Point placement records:
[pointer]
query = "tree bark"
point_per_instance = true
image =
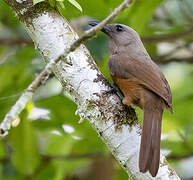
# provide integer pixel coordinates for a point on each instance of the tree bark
(116, 125)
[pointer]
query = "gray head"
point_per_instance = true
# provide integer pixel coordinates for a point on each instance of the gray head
(122, 37)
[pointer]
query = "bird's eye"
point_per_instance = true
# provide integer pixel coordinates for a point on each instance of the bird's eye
(119, 28)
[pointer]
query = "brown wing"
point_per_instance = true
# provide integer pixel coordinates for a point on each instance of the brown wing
(146, 72)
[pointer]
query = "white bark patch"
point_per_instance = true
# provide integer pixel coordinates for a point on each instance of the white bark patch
(52, 34)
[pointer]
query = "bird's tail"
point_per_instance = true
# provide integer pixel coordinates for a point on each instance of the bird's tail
(149, 156)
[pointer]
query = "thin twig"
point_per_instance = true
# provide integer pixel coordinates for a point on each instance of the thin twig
(27, 95)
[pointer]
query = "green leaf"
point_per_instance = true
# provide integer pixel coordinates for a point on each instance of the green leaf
(25, 156)
(37, 1)
(60, 7)
(76, 4)
(52, 3)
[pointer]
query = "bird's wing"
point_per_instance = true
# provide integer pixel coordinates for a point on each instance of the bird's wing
(146, 72)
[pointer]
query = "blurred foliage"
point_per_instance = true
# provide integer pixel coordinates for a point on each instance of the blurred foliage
(44, 148)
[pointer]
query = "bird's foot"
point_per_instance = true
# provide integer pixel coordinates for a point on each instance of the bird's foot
(115, 89)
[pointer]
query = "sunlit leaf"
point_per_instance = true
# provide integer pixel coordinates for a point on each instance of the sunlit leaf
(76, 4)
(37, 1)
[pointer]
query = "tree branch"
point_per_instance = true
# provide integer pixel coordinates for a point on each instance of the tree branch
(27, 95)
(79, 75)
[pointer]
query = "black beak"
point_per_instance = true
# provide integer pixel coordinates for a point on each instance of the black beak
(106, 29)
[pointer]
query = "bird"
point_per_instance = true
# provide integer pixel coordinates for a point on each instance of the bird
(140, 82)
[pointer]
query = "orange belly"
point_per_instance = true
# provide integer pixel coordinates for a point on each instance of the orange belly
(132, 90)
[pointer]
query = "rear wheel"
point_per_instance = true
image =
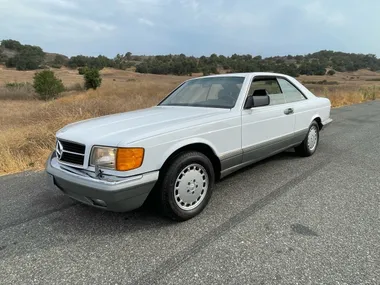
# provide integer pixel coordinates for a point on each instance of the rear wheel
(186, 186)
(310, 143)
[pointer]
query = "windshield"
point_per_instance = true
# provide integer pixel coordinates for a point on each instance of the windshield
(214, 92)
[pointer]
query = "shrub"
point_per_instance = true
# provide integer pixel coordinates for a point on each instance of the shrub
(82, 70)
(74, 87)
(47, 85)
(19, 85)
(92, 78)
(370, 93)
(17, 91)
(331, 72)
(373, 79)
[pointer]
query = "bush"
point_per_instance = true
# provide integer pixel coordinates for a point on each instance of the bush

Prompt:
Your task is to transcribe all of the records precisely, with no images included.

Expected answer:
[pointer]
query = "tree bark"
point_per_instance = true
image =
# provide integer pixel coordinates for a point on each instance of the tree bark
(116, 125)
[pointer]
query = "gray head"
point_per_instance = true
# provide integer pixel coordinates for a point on each instance of the gray head
(122, 37)
[pointer]
query = "bird's eye"
point_per_instance = true
# provide integer pixel coordinates for a point on each instance of the bird's eye
(119, 28)
[pointer]
query = "brown wing"
point_per_instance = true
# provide integer pixel coordinates for a point on each instance of the brown wing
(146, 72)
[pointer]
query = "white bark patch"
point_per_instance = true
# provide integer pixel coordinates for a point on each instance of the white bark patch
(52, 34)
[pointer]
query = "bird's tail"
point_per_instance = true
# provide integer pixel coordinates for a point on each instance of the bird's tail
(149, 156)
[pointer]
query = "thin twig"
point_per_instance = true
# provide integer pixel coordinates for a point on each instance of the thin twig
(27, 95)
[pointer]
query = "green leaf"
point_per_instance = true
# provide integer pixel coordinates for a point on each instance of the green leaf
(25, 156)
(37, 1)
(60, 7)
(76, 4)
(52, 3)
[pointer]
query = "bird's wing"
point_per_instance = true
# provide integer pixel coordinates for a point on each instance of the bird's wing
(146, 72)
[pointer]
query = "blurred foliage"
point_per_instance = true
# provide integer pixel coordinates for a point on each instance of the blurred foliage
(44, 148)
[pointer]
query = "bird's foot"
point_per_instance = true
# provide integer pixel coordinates for a point on each instance of the bird's foot
(115, 89)
[pointer]
query = "sunlit leaf"
point_per_instance = true
# provide integer pixel coordinates for a point on each instance of the sunlit leaf
(76, 4)
(37, 1)
[pointer]
query = "tree branch"
point_per_instance = true
# provide integer pixel coordinates for a point on each instance of the tree branch
(27, 95)
(79, 75)
[pointer]
query = "black beak"
point_per_instance = true
# provide integer pixel coordinates for a point on each instance of the black beak
(106, 29)
[pointer]
query = "bird"
point_per_instance = true
# provide integer pixel coordinates for a point on each instance of the bird
(140, 82)
[pointer]
query = "orange belly"
point_per_instance = true
# provide integer pixel coordinates for a point on each instance of the orange belly
(132, 90)
[pointer]
query = "rear wheel"
point_per_instance = true
image =
# provide integer pixel coordinates for a point on each instance of the rear wheel
(186, 186)
(310, 143)
[pointer]
query = "windshield"
point_per_instance = true
# provide integer pixel coordinates for a point on each instance of the windshield
(214, 92)
[pointer]
query = "shrub"
point_per_instance = true
# provide integer pixel coordinates for a point on each instance of the shrub
(82, 70)
(74, 87)
(47, 85)
(19, 85)
(92, 78)
(370, 93)
(17, 91)
(331, 72)
(373, 79)
[pointer]
query = "bush"
point_per_instance = true
# provide integer pixel coordinates for a point on each instance of the bush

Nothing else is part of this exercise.